* [WHAT YOU SHOULD DO]: Without reproducing any image, print the listing below exactly.

* [SOURCE RECORDS]:

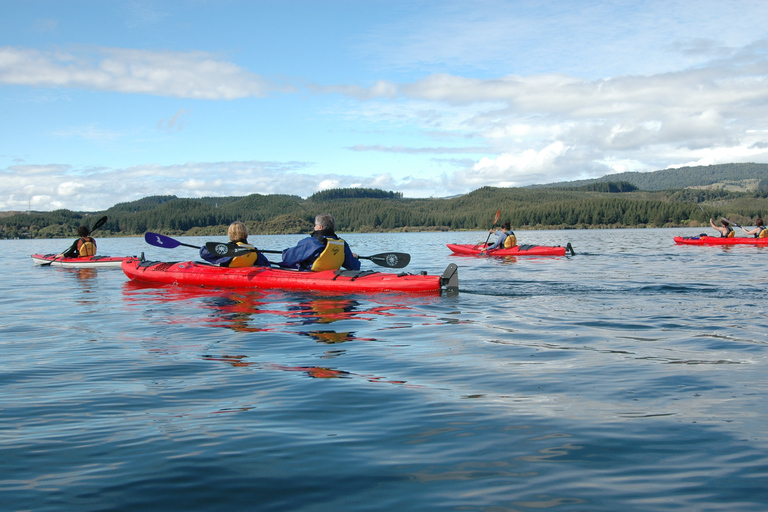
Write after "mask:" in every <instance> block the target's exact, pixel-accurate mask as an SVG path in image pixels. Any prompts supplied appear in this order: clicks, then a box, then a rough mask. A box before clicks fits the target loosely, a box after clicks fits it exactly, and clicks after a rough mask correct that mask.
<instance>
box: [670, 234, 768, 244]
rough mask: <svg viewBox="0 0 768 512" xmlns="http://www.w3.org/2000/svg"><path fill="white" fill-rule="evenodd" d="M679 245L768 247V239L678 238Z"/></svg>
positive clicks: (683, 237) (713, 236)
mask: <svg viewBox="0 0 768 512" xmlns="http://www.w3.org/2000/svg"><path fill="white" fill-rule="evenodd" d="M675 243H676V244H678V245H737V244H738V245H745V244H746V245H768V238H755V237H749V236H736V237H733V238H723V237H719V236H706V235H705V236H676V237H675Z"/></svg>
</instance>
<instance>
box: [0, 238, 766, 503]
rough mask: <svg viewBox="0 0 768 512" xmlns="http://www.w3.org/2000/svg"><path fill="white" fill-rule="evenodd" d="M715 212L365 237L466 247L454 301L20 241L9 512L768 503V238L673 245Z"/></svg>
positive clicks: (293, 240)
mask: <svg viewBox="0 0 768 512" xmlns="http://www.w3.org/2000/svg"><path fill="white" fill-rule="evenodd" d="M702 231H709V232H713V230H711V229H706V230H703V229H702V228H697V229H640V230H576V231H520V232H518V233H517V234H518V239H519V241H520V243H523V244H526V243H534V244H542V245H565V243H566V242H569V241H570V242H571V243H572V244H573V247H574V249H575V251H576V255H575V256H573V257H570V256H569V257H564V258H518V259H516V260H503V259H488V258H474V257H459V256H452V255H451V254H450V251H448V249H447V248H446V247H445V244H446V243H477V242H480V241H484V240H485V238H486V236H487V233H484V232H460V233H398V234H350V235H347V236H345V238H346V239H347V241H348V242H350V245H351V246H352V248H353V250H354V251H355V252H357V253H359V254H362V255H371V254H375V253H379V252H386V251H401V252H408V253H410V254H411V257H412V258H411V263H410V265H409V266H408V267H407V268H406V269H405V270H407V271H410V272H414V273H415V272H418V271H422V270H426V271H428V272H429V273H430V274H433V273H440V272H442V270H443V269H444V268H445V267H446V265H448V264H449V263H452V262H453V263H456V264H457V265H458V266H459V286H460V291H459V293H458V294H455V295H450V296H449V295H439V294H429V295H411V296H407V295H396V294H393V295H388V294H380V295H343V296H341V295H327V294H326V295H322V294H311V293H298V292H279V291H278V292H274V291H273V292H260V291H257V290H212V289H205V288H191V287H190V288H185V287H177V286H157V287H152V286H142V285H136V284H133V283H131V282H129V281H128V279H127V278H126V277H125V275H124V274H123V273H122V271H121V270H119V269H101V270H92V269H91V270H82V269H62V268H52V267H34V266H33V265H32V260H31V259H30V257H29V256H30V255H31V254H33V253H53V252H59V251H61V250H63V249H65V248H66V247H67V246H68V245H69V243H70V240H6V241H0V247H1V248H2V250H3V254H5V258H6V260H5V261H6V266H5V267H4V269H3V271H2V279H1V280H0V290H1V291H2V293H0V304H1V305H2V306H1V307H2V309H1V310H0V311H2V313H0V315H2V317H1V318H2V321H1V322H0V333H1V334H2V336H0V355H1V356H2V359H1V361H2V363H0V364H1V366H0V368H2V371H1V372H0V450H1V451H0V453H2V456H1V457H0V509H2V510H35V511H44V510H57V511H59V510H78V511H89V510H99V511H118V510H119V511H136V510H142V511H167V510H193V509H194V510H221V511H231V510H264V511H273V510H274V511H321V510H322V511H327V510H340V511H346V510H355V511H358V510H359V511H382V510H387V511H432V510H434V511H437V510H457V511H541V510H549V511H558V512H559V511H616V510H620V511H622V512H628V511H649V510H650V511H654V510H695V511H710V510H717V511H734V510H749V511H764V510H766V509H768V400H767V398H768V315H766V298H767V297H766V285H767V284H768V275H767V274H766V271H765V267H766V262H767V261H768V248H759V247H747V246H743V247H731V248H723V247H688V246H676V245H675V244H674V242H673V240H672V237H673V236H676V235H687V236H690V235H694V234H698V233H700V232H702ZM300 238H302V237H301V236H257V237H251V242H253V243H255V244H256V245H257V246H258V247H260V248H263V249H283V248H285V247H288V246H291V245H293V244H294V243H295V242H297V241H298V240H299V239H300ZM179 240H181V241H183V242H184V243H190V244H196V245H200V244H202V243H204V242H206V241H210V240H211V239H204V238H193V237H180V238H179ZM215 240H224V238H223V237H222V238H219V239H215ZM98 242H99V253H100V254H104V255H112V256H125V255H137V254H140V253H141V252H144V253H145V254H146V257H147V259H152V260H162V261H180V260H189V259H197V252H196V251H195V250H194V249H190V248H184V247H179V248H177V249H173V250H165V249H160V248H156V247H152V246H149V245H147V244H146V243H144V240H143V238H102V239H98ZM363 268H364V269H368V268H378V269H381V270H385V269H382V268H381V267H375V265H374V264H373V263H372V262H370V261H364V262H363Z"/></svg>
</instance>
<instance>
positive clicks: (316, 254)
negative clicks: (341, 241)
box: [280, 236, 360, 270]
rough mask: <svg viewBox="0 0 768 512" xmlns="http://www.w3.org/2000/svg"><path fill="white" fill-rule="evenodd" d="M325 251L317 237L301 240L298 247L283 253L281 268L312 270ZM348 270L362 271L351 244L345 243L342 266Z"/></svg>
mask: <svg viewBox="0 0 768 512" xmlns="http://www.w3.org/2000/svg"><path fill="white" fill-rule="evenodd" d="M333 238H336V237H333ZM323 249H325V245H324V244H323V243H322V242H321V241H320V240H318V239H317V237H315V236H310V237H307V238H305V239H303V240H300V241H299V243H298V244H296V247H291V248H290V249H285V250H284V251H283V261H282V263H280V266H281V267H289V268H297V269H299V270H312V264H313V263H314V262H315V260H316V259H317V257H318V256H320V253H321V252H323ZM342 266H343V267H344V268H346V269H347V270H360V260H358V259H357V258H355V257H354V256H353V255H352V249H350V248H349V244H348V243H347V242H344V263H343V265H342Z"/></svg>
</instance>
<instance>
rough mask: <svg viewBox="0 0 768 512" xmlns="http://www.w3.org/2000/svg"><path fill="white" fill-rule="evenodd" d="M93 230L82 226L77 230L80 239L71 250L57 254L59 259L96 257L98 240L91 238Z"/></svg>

* [RESULT OF THE EXERCISE]:
Write after "mask:" in every <instance> block the target's exact, pixel-accurate mask as an SVG path in image pixels. Any prompts supplied appear in this order: clicks, then a box, then a rough mask. A box before clicks fits the target loosely, a box after clicks fits it exactly, and clicks after a rough mask correct that mask.
<instance>
box: [670, 234, 768, 244]
rough mask: <svg viewBox="0 0 768 512" xmlns="http://www.w3.org/2000/svg"><path fill="white" fill-rule="evenodd" d="M679 245L768 247V239L678 238Z"/></svg>
positive clicks: (683, 237) (713, 236)
mask: <svg viewBox="0 0 768 512" xmlns="http://www.w3.org/2000/svg"><path fill="white" fill-rule="evenodd" d="M675 243H676V244H678V245H737V244H738V245H745V244H746V245H768V238H755V237H749V236H736V237H733V238H723V237H719V236H706V235H705V236H676V237H675Z"/></svg>
</instance>
<instance>
box: [0, 238, 766, 503]
rough mask: <svg viewBox="0 0 768 512" xmlns="http://www.w3.org/2000/svg"><path fill="white" fill-rule="evenodd" d="M715 212L365 237L466 247L454 301L20 241L9 512L768 503V238L673 245Z"/></svg>
positive clicks: (293, 240)
mask: <svg viewBox="0 0 768 512" xmlns="http://www.w3.org/2000/svg"><path fill="white" fill-rule="evenodd" d="M702 231H709V232H713V230H711V229H706V230H703V229H702V228H697V229H640V230H576V231H520V232H518V233H517V234H518V239H519V241H520V243H523V244H526V243H534V244H542V245H565V243H566V242H569V241H570V242H571V243H572V244H573V247H574V249H575V251H576V255H575V256H573V257H570V256H569V257H564V258H518V259H516V260H503V259H488V258H474V257H459V256H452V255H451V254H450V251H448V249H447V248H446V247H445V244H446V243H477V242H480V241H484V240H485V238H486V236H487V233H484V232H460V233H398V234H350V235H347V236H345V238H346V239H347V241H348V242H350V245H351V246H352V248H353V250H354V251H355V252H357V253H359V254H362V255H371V254H375V253H379V252H386V251H401V252H408V253H410V254H411V257H412V258H411V263H410V265H409V266H408V267H407V268H406V269H405V270H407V271H410V272H414V273H415V272H418V271H422V270H426V271H428V272H429V273H430V274H433V273H440V272H442V270H443V269H444V268H445V267H446V265H448V264H449V263H452V262H453V263H456V264H457V265H458V266H459V286H460V291H459V293H458V294H455V295H450V296H449V295H439V294H429V295H411V296H407V295H396V294H393V295H388V294H380V295H343V296H341V295H327V294H326V295H322V294H311V293H298V292H279V291H278V292H274V291H273V292H260V291H257V290H212V289H205V288H191V287H190V288H185V287H177V286H157V287H152V286H142V285H136V284H133V283H131V282H129V281H128V279H127V278H126V277H125V275H124V274H123V273H122V271H121V270H119V269H101V270H92V269H91V270H82V269H62V268H52V267H34V266H33V265H32V260H31V259H30V257H29V256H30V255H31V254H33V253H53V252H59V251H61V250H63V249H65V248H66V247H67V246H68V245H69V243H70V240H6V241H0V247H1V248H2V250H3V254H5V258H6V260H5V261H6V266H5V267H4V269H3V271H2V279H1V280H0V290H1V291H2V293H0V304H1V305H2V306H1V307H2V309H1V310H0V311H2V313H0V315H2V317H1V318H2V321H1V322H0V333H1V334H2V336H0V355H1V356H2V359H1V361H2V363H0V364H1V366H0V368H2V371H1V372H0V450H1V451H0V453H2V456H1V457H0V509H2V510H35V511H44V510H57V511H59V510H78V511H89V510H99V511H118V510H119V511H136V510H142V511H167V510H193V509H194V510H221V511H231V510H264V511H273V510H274V511H321V510H322V511H327V510H340V511H346V510H355V511H358V510H359V511H382V510H387V511H432V510H434V511H437V510H457V511H541V510H549V511H558V512H559V511H616V510H620V511H622V512H628V511H649V510H650V511H654V510H695V511H710V510H717V511H734V510H749V511H764V510H766V509H768V400H767V398H768V315H766V298H767V297H766V285H767V284H768V275H767V274H766V271H765V267H766V262H767V261H768V248H759V247H747V246H743V247H731V248H723V247H688V246H676V245H675V244H674V242H673V240H672V237H673V236H676V235H687V236H690V235H694V234H698V233H700V232H702ZM300 238H302V237H301V236H257V237H251V242H253V243H255V244H256V245H257V246H258V247H260V248H263V249H283V248H285V247H288V246H291V245H293V244H294V243H295V242H297V241H298V240H299V239H300ZM179 240H181V241H183V242H184V243H190V244H196V245H200V244H202V243H204V242H206V241H210V240H211V239H204V238H193V237H180V238H179ZM215 240H224V238H223V237H222V238H219V239H215ZM98 242H99V253H100V254H104V255H112V256H125V255H137V254H140V253H141V252H144V253H145V254H146V257H147V259H152V260H162V261H180V260H189V259H197V252H196V251H195V250H194V249H190V248H184V247H179V248H177V249H173V250H165V249H160V248H156V247H152V246H149V245H147V244H146V243H144V240H143V238H102V239H98ZM363 268H364V269H368V268H378V269H381V270H385V269H382V268H381V267H375V265H374V264H373V263H372V262H370V261H364V262H363Z"/></svg>
</instance>
<instance>
positive clicks: (316, 254)
negative clicks: (341, 241)
box: [280, 236, 360, 270]
rough mask: <svg viewBox="0 0 768 512" xmlns="http://www.w3.org/2000/svg"><path fill="white" fill-rule="evenodd" d="M325 251L317 237L301 240L298 247L283 253L281 268L312 270ZM348 270L362 271L351 244L345 243L342 266Z"/></svg>
mask: <svg viewBox="0 0 768 512" xmlns="http://www.w3.org/2000/svg"><path fill="white" fill-rule="evenodd" d="M333 238H336V237H333ZM323 249H325V245H324V244H323V243H322V242H321V241H320V240H318V239H317V237H315V236H310V237H307V238H305V239H303V240H300V241H299V243H298V244H296V247H291V248H290V249H285V250H284V251H283V261H282V263H280V266H281V267H289V268H297V269H299V270H312V264H313V263H314V262H315V260H316V259H317V257H318V256H320V253H321V252H323ZM342 266H343V267H344V268H346V269H347V270H360V260H358V259H357V258H355V257H354V256H353V255H352V249H350V248H349V244H348V243H347V242H344V263H343V265H342Z"/></svg>
</instance>
<instance>
rough mask: <svg viewBox="0 0 768 512" xmlns="http://www.w3.org/2000/svg"><path fill="white" fill-rule="evenodd" d="M93 230L82 226L77 230L80 239L71 250L57 254L59 259L96 257L98 240L91 238Z"/></svg>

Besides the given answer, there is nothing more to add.